- **Work to complete**: Retype exactly the lines from the line with "Where can you spot the grass" to the end of the data, keeping both boundary lines.

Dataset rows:
>> Begin
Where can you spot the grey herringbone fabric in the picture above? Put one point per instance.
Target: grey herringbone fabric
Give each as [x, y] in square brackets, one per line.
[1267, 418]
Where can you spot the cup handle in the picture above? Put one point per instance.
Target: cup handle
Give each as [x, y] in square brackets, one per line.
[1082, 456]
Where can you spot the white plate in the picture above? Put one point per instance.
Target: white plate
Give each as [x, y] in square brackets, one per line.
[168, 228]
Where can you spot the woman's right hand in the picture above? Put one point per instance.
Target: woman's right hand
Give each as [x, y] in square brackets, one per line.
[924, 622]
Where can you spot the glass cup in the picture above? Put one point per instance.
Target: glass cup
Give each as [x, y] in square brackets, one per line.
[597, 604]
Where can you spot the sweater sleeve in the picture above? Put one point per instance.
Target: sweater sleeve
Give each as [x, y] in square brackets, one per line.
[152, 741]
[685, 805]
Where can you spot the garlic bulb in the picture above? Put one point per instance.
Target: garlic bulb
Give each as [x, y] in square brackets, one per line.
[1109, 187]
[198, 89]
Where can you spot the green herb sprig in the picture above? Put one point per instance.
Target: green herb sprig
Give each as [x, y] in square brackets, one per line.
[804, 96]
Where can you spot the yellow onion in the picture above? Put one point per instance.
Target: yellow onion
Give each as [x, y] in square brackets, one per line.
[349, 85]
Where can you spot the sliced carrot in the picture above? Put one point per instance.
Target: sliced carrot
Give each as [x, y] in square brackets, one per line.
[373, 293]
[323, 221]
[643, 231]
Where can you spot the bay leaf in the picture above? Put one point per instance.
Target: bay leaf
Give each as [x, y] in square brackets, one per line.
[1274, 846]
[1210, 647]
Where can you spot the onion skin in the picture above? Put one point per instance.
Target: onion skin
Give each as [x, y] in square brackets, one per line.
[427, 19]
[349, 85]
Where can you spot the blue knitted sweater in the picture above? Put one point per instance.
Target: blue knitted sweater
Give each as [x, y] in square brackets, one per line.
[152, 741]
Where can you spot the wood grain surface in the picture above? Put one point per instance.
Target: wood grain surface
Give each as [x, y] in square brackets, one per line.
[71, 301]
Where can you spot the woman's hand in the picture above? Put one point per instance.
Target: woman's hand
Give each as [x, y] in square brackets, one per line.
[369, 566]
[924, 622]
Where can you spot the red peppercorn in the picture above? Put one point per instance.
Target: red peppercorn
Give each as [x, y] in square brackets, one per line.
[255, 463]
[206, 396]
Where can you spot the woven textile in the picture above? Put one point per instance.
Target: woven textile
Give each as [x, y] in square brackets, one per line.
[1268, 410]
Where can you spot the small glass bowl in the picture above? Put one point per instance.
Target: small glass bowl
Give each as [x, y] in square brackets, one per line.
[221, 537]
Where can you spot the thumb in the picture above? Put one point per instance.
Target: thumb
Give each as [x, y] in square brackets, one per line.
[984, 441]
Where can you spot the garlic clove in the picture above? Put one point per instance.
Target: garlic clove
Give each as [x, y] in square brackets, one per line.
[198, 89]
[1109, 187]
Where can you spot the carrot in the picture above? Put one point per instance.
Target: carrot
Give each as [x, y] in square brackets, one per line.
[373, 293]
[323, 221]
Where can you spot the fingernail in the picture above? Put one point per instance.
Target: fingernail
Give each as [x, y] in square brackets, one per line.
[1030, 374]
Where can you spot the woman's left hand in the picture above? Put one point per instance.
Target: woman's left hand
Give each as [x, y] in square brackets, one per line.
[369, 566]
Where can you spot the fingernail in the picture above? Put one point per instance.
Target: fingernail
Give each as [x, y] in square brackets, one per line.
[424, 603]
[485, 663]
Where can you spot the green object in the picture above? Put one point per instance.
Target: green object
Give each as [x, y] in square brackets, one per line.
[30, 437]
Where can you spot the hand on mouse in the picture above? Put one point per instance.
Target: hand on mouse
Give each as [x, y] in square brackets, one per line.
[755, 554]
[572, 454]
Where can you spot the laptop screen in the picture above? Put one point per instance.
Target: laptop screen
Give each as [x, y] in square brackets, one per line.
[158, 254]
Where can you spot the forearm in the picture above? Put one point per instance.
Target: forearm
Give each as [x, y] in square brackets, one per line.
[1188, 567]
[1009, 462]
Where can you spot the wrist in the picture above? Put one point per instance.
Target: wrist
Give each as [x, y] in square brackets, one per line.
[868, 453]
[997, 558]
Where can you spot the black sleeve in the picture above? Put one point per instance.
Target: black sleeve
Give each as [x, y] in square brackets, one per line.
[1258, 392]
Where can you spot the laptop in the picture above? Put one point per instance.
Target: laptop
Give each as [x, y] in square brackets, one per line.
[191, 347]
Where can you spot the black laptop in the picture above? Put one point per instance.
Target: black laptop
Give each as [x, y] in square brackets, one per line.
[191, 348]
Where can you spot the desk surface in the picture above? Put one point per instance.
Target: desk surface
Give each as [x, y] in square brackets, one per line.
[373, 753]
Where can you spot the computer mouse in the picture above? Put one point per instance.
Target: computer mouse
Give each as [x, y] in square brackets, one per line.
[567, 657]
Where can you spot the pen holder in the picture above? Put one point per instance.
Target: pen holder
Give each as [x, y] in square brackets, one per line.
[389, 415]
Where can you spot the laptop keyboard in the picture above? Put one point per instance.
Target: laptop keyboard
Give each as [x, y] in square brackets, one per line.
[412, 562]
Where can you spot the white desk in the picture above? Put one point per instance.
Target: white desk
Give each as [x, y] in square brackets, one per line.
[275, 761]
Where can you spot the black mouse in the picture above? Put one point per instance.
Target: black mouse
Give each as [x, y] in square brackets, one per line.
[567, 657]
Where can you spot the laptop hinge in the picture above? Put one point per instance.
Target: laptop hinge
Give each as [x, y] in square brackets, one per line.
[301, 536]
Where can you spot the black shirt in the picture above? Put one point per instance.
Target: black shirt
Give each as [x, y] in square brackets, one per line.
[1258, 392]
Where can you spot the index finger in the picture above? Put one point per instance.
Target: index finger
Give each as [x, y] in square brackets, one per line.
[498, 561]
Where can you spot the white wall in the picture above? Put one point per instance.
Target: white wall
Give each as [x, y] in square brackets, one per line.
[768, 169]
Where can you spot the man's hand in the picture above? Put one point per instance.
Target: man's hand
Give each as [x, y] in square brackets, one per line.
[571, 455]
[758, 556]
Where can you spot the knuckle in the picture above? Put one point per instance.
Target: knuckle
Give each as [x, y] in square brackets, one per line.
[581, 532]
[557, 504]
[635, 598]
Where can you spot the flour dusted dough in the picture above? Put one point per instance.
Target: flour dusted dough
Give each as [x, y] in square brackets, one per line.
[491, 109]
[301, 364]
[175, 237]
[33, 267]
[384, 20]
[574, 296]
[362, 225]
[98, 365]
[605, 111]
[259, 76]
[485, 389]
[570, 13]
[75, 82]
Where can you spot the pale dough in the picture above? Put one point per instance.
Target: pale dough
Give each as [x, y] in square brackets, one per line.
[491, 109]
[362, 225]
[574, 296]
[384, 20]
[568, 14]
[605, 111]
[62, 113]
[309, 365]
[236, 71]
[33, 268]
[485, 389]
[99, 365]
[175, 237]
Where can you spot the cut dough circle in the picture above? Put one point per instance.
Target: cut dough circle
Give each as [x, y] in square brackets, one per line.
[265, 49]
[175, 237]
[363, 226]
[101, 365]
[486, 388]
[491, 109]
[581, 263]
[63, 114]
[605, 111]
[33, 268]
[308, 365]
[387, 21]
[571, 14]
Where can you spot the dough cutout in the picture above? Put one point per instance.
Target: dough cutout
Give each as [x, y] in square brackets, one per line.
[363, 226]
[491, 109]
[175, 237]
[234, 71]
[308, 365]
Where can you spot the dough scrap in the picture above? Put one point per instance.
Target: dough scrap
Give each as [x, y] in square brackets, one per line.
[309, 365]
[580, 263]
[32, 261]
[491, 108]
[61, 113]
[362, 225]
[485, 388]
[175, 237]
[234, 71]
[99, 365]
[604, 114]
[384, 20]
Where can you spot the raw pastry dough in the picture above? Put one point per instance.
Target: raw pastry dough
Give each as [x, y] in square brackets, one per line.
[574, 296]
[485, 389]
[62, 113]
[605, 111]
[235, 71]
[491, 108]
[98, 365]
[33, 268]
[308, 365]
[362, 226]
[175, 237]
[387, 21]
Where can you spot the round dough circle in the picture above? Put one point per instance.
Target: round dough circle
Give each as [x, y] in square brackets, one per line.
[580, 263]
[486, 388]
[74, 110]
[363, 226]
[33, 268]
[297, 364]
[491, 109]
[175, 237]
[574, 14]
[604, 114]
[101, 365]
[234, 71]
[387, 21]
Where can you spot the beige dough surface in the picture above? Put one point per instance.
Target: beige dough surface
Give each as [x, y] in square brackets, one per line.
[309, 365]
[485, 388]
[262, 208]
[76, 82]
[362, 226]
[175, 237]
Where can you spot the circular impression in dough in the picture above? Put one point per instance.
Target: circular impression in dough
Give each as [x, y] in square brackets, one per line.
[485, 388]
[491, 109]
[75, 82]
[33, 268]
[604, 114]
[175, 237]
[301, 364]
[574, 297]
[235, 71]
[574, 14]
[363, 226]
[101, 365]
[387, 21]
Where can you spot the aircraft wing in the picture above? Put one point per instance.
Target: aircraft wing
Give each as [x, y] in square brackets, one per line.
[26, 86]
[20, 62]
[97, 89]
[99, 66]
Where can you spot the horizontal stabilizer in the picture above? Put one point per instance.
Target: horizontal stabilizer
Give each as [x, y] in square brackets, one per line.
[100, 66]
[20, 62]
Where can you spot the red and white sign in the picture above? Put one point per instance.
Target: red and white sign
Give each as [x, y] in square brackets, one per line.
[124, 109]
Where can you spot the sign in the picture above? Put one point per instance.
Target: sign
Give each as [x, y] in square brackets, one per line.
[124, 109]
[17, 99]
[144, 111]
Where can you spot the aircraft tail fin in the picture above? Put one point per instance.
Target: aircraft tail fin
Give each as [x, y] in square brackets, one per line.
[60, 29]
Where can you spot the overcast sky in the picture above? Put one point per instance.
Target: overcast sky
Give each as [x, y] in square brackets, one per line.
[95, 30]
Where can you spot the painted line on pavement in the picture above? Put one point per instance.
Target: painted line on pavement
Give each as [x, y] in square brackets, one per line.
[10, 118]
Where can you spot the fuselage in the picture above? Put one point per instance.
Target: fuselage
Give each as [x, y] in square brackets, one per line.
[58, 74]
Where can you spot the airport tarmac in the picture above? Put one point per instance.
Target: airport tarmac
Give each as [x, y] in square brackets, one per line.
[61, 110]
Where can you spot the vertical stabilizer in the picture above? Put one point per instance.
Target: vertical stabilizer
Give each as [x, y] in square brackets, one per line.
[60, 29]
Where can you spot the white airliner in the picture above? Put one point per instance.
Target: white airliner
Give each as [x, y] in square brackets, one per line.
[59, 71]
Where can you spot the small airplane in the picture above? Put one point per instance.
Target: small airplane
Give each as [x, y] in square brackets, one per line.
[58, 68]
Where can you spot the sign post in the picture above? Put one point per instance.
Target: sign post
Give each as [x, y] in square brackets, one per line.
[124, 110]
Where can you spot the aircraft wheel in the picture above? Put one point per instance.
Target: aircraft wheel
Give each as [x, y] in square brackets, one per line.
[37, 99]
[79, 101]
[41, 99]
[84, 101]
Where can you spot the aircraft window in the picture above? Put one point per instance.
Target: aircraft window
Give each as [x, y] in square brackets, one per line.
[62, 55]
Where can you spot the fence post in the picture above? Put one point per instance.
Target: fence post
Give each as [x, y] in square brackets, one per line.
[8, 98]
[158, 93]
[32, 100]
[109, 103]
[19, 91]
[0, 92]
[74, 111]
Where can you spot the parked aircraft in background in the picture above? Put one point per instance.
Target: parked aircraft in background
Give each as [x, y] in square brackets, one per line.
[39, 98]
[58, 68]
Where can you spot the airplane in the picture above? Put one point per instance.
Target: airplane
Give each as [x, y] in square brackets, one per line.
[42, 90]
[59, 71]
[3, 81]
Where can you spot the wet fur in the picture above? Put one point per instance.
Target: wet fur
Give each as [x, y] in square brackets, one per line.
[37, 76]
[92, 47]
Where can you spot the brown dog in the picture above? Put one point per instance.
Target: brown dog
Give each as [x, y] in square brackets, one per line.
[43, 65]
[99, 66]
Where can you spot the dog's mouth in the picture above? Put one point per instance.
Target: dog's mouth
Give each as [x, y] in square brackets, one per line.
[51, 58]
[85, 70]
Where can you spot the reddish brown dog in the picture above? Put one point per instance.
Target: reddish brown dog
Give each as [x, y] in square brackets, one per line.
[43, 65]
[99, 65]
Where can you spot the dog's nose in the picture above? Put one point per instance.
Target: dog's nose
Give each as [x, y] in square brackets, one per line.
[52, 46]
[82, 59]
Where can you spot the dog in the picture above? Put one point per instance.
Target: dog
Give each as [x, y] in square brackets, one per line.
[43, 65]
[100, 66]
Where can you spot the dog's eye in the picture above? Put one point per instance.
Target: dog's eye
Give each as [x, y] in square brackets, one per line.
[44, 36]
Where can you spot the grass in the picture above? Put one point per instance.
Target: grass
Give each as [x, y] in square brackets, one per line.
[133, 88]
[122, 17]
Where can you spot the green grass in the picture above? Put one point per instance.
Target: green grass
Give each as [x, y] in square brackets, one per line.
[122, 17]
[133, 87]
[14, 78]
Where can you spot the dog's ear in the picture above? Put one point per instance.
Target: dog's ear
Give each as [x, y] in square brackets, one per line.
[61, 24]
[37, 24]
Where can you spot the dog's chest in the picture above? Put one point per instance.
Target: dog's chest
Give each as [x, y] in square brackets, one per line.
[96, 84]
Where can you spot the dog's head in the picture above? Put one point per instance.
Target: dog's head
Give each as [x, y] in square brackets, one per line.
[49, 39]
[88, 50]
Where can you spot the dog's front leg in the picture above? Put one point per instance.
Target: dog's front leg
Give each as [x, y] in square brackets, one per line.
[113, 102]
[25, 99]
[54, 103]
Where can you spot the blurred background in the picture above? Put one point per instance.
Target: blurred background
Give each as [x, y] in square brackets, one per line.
>> End
- **The result**:
Where can you spot the grass in the picture above? Put one point per instance.
Target: grass
Give each as [x, y] in square brackets, one per line.
[133, 88]
[122, 17]
Where can you spot the green grass in the picture above? Put one point per instance.
Target: green grass
Give each as [x, y] in square brackets, one per line.
[122, 17]
[133, 87]
[14, 78]
Where can you spot the dog's ear in the picture above? Put one point per instance.
Target: dog's ear
Give each as [x, y] in square brackets, one per line.
[61, 24]
[37, 24]
Where can you spot the dog's chest in the picture above? Put one point per instance.
Target: dog's chest
Give each as [x, y] in square brackets, one per line.
[96, 84]
Where can you spot the dog's head in the picture above? Put one point per instance.
Target: dog's head
Give each as [x, y] in square brackets, one per line.
[49, 39]
[88, 50]
Where can you spot the dog's front leg in the picture above? Put one point per instance.
Target: dog's front leg
Give each as [x, y] in square brackets, one per line.
[113, 102]
[25, 99]
[54, 103]
Where can you spot the blurred background in the picture above? Put one point per instance.
Target: blurred background
Give each as [x, y] in square brackets, one per line.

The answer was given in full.